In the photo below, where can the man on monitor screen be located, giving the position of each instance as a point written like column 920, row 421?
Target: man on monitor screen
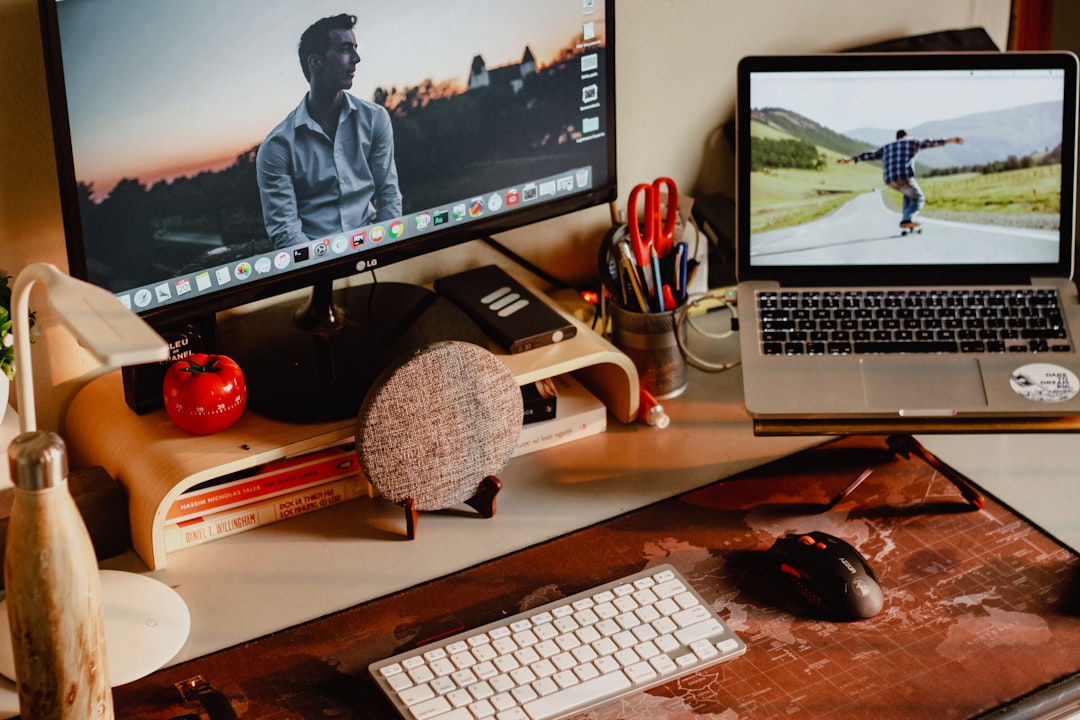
column 329, row 165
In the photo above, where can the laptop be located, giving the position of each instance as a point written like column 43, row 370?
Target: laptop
column 906, row 236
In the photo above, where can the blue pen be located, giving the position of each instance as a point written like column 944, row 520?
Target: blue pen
column 682, row 270
column 657, row 280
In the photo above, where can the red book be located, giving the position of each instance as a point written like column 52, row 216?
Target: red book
column 268, row 480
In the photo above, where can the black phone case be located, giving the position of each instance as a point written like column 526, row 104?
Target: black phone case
column 510, row 314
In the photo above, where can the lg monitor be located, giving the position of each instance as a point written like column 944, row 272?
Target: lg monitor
column 215, row 153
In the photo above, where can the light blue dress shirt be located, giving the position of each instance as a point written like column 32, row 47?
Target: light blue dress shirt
column 313, row 188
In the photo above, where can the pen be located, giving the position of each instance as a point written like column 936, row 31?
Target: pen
column 658, row 282
column 651, row 411
column 669, row 297
column 682, row 267
column 632, row 277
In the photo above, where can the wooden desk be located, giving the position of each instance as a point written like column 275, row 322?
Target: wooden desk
column 979, row 608
column 261, row 582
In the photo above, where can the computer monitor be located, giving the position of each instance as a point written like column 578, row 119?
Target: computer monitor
column 207, row 159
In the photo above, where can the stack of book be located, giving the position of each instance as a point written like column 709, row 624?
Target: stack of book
column 574, row 413
column 556, row 411
column 264, row 494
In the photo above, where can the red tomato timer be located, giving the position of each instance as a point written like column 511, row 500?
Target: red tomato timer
column 204, row 393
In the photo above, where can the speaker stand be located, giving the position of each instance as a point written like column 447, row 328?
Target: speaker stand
column 483, row 502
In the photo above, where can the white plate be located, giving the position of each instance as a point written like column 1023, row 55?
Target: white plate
column 146, row 624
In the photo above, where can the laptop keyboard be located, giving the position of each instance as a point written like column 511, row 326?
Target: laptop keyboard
column 915, row 321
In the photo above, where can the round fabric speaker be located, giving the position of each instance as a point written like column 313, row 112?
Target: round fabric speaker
column 439, row 422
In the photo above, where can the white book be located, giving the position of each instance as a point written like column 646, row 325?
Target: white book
column 578, row 413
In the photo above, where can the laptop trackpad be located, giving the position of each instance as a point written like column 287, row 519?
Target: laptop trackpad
column 907, row 385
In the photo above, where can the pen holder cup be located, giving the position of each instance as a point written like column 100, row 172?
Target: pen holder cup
column 648, row 339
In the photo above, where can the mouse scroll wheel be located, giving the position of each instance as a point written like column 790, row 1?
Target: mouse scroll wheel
column 807, row 540
column 790, row 570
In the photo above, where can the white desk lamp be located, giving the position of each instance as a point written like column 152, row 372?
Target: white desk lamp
column 51, row 576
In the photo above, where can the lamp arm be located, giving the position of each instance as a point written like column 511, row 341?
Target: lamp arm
column 21, row 330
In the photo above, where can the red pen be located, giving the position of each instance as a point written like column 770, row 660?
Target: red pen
column 669, row 297
column 651, row 411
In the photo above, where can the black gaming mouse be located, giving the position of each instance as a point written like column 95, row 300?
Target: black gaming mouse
column 829, row 574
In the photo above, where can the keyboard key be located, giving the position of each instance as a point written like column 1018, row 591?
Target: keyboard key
column 580, row 694
column 565, row 656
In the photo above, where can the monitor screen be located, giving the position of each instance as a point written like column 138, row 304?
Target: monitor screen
column 215, row 153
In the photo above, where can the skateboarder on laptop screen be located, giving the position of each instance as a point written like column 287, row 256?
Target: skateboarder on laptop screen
column 898, row 161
__________________________________________________
> [Work request]: An exact copy of all the data above is required; omit any pictures.

> [Your response]:
In the photo below, where can the man on monitor screen be located, giving the position of each instance as a point written like column 920, row 421?
Target: man on monitor screen
column 329, row 165
In the photo above, where can the laptop be located, giving the position of each instance as a point written like column 43, row 370?
Target: laptop
column 906, row 236
In the photo above, where can the blue pen be located, giving the position of each instance as a point written like column 944, row 520?
Target: blue pen
column 682, row 270
column 657, row 280
In the photo above, where can the red book be located, giving the position of each instance as a point written like column 52, row 216?
Target: red book
column 268, row 480
In the photo above, where can the black phone case be located, giving the position of each instance as a point written like column 526, row 104?
Target: black phone case
column 510, row 314
In the photo above, where can the lg monitor be located, giving the position of each instance as a point written like column 944, row 272?
Target: lg monitor
column 215, row 153
In the photo above, where can the light blue dress shirt be located, giving the position of each instance as a point written like column 32, row 47?
Target: light blue dress shirt
column 313, row 188
In the photo above, where can the pen be located, giving the position of each instance as a point written like column 936, row 31?
Target: pen
column 658, row 282
column 651, row 411
column 669, row 297
column 682, row 267
column 632, row 277
In the photo above, where can the wooden desk be located, giving the position of each instance as a point written like column 275, row 322?
Target: wooden desk
column 979, row 608
column 261, row 582
In the photo above, where can the computer monitor be located, giving the position of each instance as a point written like column 578, row 119?
Target: computer monitor
column 207, row 159
In the photo above, where can the stack of book be located, giving the position of each instance as a point written like column 709, row 624?
Target: stack of book
column 574, row 413
column 556, row 411
column 264, row 494
In the photo above, where can the red tomato timer be located, giving the position of each instance as a point written like column 511, row 500?
Target: red tomato timer
column 204, row 393
In the photo above, where can the speaker stand be located, giving the position of each instance as a point written like column 447, row 328?
Target: speaker stand
column 483, row 502
In the photo above, where can the white plate be located, giving the position of each instance as a point written like column 1023, row 55?
Target: white plate
column 146, row 624
In the photo above, where can the laptop keyboard be located, giving the position of each instance as a point written like column 511, row 326?
Target: laptop keyboard
column 915, row 321
In the photo above, where can the round fabric speaker be located, giving the position of each instance as a point written like column 313, row 112?
Target: round fabric speaker
column 439, row 422
In the photo above, where can the white book be located, giving the position of each instance as a point written like column 646, row 325?
Target: white book
column 578, row 413
In the photo above, where can the laptop trackpad be located, giving the position of each instance as a point written like column 287, row 519?
Target: laptop trackpad
column 907, row 385
In the photo above, where can the pen holder cup be located, giving the position of each instance as a point written like column 100, row 172?
Target: pen holder cup
column 648, row 339
In the photo above, where can the mouse scroll wheel be located, giving the position of each instance as a point written like column 790, row 1?
Target: mouse scroll wheel
column 807, row 540
column 790, row 570
In the photo above, where can the white desk lamp be located, giving the position of each instance as a point written like column 152, row 372?
Target: white desk lamp
column 51, row 576
In the photo above, where can the lamp arm be located, giving the position of each instance as a point written like column 511, row 341?
Target: lamp arm
column 21, row 330
In the photo above, where can the red pen be located, giving the position of each instance as a point written like column 770, row 660?
Target: red pen
column 669, row 297
column 651, row 411
In the photo above, where can the black gaming mouse be located, giving the position of each instance as a point written like column 95, row 300?
Target: black gaming mouse
column 829, row 574
In the photo above, where can the keyboard key be located, giving the position of each instance as a point written like column 1018, row 591?
Target: keyboard key
column 580, row 694
column 565, row 656
In the photo above, where can the monitor screen be located, giving the position of each instance as a point written like column 138, row 304?
Target: monitor screen
column 215, row 153
In the photo above, where can the skateboarder on laptop screen be located, giving the position of each instance as a point written like column 287, row 256?
Target: skateboarder on laptop screen
column 898, row 161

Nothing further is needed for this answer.